| Action item |
Once you reach the line containing "Example query: wall behind doctor" in the entries below, write out that line and each one after it down to the line containing "Example query: black tablet bezel", exactly and with nothing added.

| Supplied material |
########
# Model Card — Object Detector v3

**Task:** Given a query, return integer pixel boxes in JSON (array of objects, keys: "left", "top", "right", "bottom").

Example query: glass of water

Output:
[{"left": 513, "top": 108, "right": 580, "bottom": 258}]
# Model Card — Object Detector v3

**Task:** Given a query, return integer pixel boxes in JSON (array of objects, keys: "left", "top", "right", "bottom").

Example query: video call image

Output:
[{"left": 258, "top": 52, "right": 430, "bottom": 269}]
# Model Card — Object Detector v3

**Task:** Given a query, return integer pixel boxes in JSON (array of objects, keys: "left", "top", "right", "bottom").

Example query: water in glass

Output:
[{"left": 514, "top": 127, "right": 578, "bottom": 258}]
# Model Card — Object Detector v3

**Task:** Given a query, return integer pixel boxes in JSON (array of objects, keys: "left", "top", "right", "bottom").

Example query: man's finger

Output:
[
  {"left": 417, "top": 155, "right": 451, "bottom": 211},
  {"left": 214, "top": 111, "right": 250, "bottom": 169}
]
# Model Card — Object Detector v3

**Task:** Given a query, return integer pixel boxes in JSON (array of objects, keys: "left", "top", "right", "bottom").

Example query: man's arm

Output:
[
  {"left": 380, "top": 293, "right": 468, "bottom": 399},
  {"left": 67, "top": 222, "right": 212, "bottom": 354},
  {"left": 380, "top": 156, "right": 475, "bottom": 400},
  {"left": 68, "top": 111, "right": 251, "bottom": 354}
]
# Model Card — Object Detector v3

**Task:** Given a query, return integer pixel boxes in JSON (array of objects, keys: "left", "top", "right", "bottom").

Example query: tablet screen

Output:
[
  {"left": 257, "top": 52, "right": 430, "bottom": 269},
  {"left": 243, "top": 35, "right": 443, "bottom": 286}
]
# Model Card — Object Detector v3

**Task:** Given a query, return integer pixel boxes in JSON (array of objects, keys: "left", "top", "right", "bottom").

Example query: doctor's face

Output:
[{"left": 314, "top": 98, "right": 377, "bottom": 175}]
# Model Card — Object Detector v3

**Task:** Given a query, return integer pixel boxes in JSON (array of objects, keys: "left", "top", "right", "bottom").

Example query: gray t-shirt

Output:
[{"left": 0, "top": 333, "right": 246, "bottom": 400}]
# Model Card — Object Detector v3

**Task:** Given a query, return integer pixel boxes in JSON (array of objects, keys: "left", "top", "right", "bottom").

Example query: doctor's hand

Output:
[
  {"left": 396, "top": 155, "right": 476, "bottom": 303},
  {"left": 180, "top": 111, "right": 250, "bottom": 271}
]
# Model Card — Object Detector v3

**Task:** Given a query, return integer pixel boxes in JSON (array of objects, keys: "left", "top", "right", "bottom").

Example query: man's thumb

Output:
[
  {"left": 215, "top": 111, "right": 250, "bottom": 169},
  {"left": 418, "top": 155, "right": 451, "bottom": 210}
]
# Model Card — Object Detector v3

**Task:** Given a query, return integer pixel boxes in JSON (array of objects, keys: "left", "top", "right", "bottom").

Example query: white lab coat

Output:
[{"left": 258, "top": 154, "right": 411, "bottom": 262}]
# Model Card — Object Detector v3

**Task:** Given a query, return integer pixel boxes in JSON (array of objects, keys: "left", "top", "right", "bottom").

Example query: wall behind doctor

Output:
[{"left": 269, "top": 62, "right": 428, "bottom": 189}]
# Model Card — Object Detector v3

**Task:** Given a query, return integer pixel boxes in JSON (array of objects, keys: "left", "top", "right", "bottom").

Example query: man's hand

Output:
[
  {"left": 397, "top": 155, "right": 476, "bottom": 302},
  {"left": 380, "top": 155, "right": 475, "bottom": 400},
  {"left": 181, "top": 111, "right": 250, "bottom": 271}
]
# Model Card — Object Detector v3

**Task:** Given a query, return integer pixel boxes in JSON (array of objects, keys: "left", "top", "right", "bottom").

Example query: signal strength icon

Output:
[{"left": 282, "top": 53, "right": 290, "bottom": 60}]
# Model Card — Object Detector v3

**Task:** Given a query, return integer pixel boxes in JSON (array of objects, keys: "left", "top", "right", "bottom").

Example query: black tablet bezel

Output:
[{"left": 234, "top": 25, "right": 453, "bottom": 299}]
########
| Written reply |
Example query: wall behind doctor

Output:
[{"left": 269, "top": 62, "right": 428, "bottom": 189}]
# Model Card — Object Detector v3

**Task:** Given a query, return integer pixel boxes in JSON (array of objects, keys: "left", "top", "right", "bottom").

Example query: man's hand

Output:
[
  {"left": 397, "top": 155, "right": 476, "bottom": 302},
  {"left": 380, "top": 155, "right": 475, "bottom": 400},
  {"left": 181, "top": 111, "right": 250, "bottom": 271}
]
# Model Card — Object Detector v3

**Task:** Given a query, return integer pixel boxes in JSON (array of objects, keys: "left", "top", "right", "bottom").

Example query: signal strength icon

Output:
[{"left": 282, "top": 53, "right": 290, "bottom": 60}]
# Model Card — Object Detector v3

**Task:** Given a query, return integer pixel boxes in JSON (array of objects, keys: "left", "top", "right", "bottom").

Example query: black tablet bezel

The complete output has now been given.